→ ACTIONS TO TAKE:
[1] Name every part of a running shoe that the running-shoe interview defines in parentheses.
[2] Pick up the running-shoe interview where it stops, continuing in the same voice from its final question.

Brainsport floor manager Colin Federow usually goes through two pairs of running shoes a year. Once, he went through five.

As one of Brainsport’s shoe-fitting experts, Federow knows how important it is to retire shoes once they reach the end of their useful lifespan. This week, he shares some of his shoe-related wisdom with the Brainsport Times.

Colin Federow at the Dublin City Marathon in 2000 — his first marathon.

Brainsport Times: What is the average lifespan of a running shoe?

Colin Federow: There are many factors that can affect how long a shoe will last. We typically say a shoe should last about one year with average use, or around 700 kilometres. The life of your shoes can be affected by your body weight, the amount and type of training you do, the surface you train on and your running technique. Just because one person might get a year out of a shoe doesn’t mean everyone will.

BT: How can someone tell if their running shoes need to be retired?

CF: There are a few visual indicators that shoes may be past their prime:

There are significant holes or tearing in the upper (the soft, mesh material that goes around the top of the foot).

The outsole (the hard rubber on the bottom that has grip) is bald or has been worn away.

The side of the midsole (the soft, squishy material between the upper and the outsole that provides the majority of the shock absorption) has deep furrows or creases.

Experiencing unusual aches and pains in your ankles, knees, and hips can also indicate that it may be time to replace your shoes.

Shoes can burn out overnight. One day you go out walking or running and the shoes feel as comfy as they always have. The next time you go out you might experience some weird aches and pains. If those feelings persist, I suggest you start thinking about the age of your shoes.

BT: What are the consequences if people use their shoes past their best-before dates?

→ LISTED RECORDS:

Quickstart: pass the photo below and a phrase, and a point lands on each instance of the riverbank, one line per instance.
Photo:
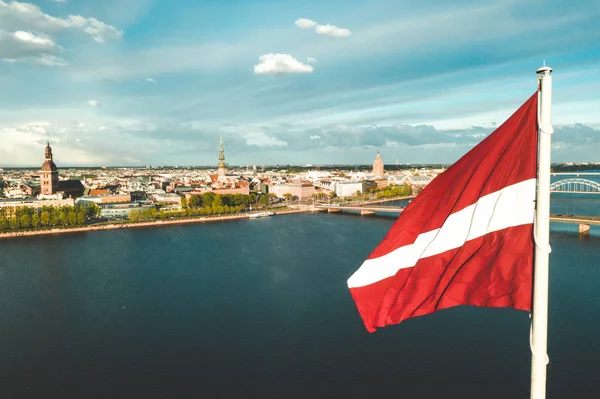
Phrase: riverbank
(115, 226)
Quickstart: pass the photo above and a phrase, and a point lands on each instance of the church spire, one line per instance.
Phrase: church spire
(222, 167)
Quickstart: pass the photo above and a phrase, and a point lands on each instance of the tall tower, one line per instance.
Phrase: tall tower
(49, 174)
(378, 165)
(222, 170)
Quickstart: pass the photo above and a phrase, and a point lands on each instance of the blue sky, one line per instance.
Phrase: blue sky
(154, 82)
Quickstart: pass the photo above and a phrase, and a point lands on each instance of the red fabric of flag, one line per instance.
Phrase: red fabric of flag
(466, 239)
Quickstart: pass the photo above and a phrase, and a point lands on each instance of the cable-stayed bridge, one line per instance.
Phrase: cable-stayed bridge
(575, 185)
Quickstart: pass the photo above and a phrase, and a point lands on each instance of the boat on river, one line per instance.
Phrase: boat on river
(260, 215)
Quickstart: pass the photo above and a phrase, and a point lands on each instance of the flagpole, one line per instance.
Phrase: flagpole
(539, 335)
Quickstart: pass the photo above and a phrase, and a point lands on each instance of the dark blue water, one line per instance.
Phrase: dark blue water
(260, 309)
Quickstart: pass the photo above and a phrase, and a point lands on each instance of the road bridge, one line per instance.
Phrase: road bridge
(576, 186)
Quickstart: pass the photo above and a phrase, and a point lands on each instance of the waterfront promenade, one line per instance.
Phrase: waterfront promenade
(115, 226)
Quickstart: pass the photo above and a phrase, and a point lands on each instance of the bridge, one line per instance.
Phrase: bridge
(364, 210)
(575, 173)
(575, 185)
(584, 222)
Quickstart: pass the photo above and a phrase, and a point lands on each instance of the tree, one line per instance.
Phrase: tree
(207, 199)
(13, 223)
(45, 218)
(72, 217)
(25, 221)
(264, 200)
(80, 218)
(195, 201)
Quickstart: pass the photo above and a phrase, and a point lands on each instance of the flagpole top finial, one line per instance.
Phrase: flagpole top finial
(546, 70)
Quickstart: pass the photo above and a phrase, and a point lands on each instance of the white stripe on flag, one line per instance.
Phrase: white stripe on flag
(509, 207)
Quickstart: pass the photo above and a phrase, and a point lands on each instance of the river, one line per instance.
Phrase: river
(260, 308)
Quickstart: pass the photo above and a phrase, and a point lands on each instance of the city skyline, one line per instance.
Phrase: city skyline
(157, 83)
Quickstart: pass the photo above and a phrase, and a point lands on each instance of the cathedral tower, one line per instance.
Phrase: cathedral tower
(222, 170)
(378, 165)
(49, 174)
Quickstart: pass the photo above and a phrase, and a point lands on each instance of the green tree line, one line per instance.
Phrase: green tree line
(206, 204)
(392, 191)
(25, 217)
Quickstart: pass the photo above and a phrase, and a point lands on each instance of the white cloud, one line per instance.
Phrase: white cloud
(305, 23)
(280, 64)
(22, 46)
(332, 30)
(49, 60)
(25, 16)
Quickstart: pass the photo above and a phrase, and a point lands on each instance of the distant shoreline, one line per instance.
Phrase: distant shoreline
(156, 223)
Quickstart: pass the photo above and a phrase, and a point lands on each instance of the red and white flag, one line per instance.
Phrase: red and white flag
(466, 239)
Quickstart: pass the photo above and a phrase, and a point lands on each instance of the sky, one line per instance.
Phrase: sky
(157, 82)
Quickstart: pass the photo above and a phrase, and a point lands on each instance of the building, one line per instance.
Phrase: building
(222, 169)
(49, 174)
(105, 199)
(35, 203)
(121, 211)
(303, 190)
(51, 187)
(378, 165)
(348, 188)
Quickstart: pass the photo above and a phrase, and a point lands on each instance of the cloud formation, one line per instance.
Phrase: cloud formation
(26, 33)
(273, 64)
(326, 30)
(305, 23)
(21, 45)
(185, 143)
(332, 30)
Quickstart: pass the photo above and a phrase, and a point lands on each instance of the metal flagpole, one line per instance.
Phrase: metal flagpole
(539, 333)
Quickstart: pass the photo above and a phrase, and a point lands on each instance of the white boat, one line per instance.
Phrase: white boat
(260, 215)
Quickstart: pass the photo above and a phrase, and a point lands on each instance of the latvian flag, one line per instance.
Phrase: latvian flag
(466, 239)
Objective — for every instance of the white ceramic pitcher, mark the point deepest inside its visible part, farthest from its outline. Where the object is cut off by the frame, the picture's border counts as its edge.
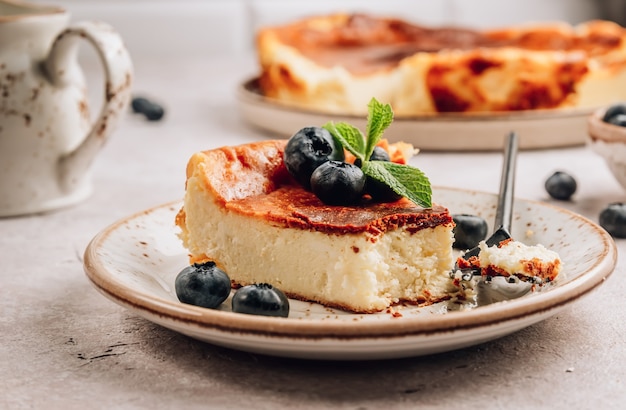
(48, 139)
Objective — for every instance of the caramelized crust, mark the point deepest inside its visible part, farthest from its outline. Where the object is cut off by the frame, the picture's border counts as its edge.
(252, 180)
(336, 63)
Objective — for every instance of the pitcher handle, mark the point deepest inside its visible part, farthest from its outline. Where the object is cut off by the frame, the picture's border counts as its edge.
(118, 75)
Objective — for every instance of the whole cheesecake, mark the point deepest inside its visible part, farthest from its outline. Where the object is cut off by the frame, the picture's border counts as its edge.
(336, 63)
(244, 211)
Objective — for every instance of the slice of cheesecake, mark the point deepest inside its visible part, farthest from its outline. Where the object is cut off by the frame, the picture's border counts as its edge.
(243, 211)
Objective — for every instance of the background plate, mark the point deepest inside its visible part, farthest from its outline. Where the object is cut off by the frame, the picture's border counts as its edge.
(538, 129)
(134, 263)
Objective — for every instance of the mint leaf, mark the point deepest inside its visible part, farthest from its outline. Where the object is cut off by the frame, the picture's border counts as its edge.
(349, 137)
(405, 180)
(379, 117)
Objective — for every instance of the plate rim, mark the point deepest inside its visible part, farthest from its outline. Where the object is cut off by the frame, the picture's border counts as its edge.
(314, 329)
(248, 91)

→ ANSWER LIST:
[1]
- Upper
- Outsole
- Midsole

[2]
CF: When shoes are past their useful life, people will often notice sore, tired feet. Their ankles, knees, and hips may begin to ache, and they may even have some discomfort in their lower back.

Shoes that no longer provide enough support and cushion can lead to unexpected injuries due to a lack of adequate shock absorption in the sole.

Worn-out shoes likely will also not provide adequate traction and may become slippery on certain surfaces.

BT: Is there anything people can do to extend the lifetime of their running shoes?

CF: If you run outside in the winter, try to remove salt residue (salt lines) as soon as possible because salt can degrade the shoe.

If your shoes get wet during a run, remove the insoles to help them dry and stuff them full of newspaper to help remove excess moisture.

It’s nice to give your shoes a break. If you run or walk in your shoes every day they will break down faster than if you use them every other day. Some people buy multiple pairs of shoes and alternate between them.

Running shoes should be used for running or walking. Using running shoes for activities other than running or walking may result in premature wear.


Colin Federow spent 20 years working in manufacturing and mining before obtaining his Bachelors in Kinesiology in 2017. He has been coaching marathon teams through Brainsport since 2007 and has helped more than 500 athletes reach their marathon-related goals. He is one of Brainsport’s shoe-fitting experts, organizes the store’s Brainsport Running Academy clinics and is the store’s medical liaison.